▶ **The records**:
☆ ☆ ☆ ☆

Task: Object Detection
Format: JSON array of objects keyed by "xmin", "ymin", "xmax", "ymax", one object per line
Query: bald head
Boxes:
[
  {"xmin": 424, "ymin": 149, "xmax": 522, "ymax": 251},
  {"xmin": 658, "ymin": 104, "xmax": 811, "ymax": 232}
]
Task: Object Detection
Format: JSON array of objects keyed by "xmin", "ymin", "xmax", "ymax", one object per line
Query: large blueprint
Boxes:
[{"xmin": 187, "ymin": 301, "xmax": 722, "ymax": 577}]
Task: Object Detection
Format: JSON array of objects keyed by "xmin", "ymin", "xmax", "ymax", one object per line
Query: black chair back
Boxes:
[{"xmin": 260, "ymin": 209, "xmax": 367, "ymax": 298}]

☆ ☆ ☆ ☆

▶ **Exercise directions**: Word for word, print the listing above once more.

▶ **Worked solution**:
Task: Object Detection
Format: JSON array of objects keyed by "xmin", "ymin", "xmax", "ymax", one object per line
Query: bald head
Boxes:
[
  {"xmin": 424, "ymin": 149, "xmax": 522, "ymax": 251},
  {"xmin": 658, "ymin": 104, "xmax": 811, "ymax": 232}
]
Task: Object Detection
Format: JSON array of objects keyed by "xmin", "ymin", "xmax", "ymax", one object per line
Query: large blueprint
Boxes:
[{"xmin": 187, "ymin": 301, "xmax": 722, "ymax": 577}]
Task: Object Detection
Format: JSON array of objects keyed by "xmin", "ymin", "xmax", "ymax", one object per line
Query: black chair back
Boxes:
[{"xmin": 260, "ymin": 209, "xmax": 367, "ymax": 298}]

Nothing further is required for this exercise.